§ Directions for this task: Here are some entries. Print them exactly as they are.

- - - - - - -

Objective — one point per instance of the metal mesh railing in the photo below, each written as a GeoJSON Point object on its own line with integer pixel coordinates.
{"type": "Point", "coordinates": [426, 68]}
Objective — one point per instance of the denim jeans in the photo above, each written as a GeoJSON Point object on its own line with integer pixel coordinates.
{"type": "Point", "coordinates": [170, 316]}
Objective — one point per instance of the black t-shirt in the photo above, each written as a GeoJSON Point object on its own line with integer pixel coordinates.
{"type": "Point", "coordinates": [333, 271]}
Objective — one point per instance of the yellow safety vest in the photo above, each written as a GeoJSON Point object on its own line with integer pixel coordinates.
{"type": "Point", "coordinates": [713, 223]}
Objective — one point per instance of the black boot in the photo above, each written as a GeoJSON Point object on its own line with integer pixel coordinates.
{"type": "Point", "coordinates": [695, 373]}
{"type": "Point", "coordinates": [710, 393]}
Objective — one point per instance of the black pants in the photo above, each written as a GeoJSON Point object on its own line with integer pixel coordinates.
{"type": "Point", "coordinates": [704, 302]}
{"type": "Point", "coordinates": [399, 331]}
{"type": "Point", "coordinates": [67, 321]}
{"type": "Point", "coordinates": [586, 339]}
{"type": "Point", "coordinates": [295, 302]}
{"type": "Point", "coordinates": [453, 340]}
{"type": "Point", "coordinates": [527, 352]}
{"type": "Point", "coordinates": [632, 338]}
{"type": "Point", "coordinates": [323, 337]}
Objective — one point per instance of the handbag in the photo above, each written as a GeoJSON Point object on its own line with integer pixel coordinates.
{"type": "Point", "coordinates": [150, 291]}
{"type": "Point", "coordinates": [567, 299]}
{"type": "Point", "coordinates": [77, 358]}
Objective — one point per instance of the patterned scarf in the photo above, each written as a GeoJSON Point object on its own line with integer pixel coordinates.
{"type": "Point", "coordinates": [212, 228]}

- - - - - - -

§ Task answer:
Objective — one point per instance of the metal mesh railing in the photo below, each written as a GeoJSON Point object on its own line with integer pixel coordinates.
{"type": "Point", "coordinates": [426, 68]}
Objective — one point per instance of the denim jeans in the photo above, each written as a GeoJSON Point object on its own line with integer pixel coordinates.
{"type": "Point", "coordinates": [170, 316]}
Objective — one point per instance of the black t-shirt in the photo above, each written as a GeoJSON Point object on its own line with integer pixel coordinates.
{"type": "Point", "coordinates": [333, 271]}
Objective — one point per instance of the yellow safety vest in the photo above, each written as a GeoJSON Point object on its own line with integer pixel coordinates.
{"type": "Point", "coordinates": [713, 223]}
Objective — one point per instance of the black boot in the photo above, each written as a GeoJSON Point object on its own line with integer pixel coordinates.
{"type": "Point", "coordinates": [695, 373]}
{"type": "Point", "coordinates": [710, 393]}
Objective — one point per instance of the black pants in the photo above, each written as a GeoJSON Point object on its own line with integer pixel coordinates.
{"type": "Point", "coordinates": [704, 302]}
{"type": "Point", "coordinates": [399, 331]}
{"type": "Point", "coordinates": [67, 321]}
{"type": "Point", "coordinates": [586, 339]}
{"type": "Point", "coordinates": [295, 302]}
{"type": "Point", "coordinates": [453, 340]}
{"type": "Point", "coordinates": [527, 352]}
{"type": "Point", "coordinates": [632, 338]}
{"type": "Point", "coordinates": [323, 337]}
Objective — one point per instance of the handbag in the photo above, each written as a GeoJSON Point object on its own line with integer pixel coordinates.
{"type": "Point", "coordinates": [150, 291]}
{"type": "Point", "coordinates": [567, 299]}
{"type": "Point", "coordinates": [77, 358]}
Objective — one point per instance of the patterned scarf in the photo above, each written as a GeoJSON Point object on its own line with integer pixel coordinates.
{"type": "Point", "coordinates": [212, 228]}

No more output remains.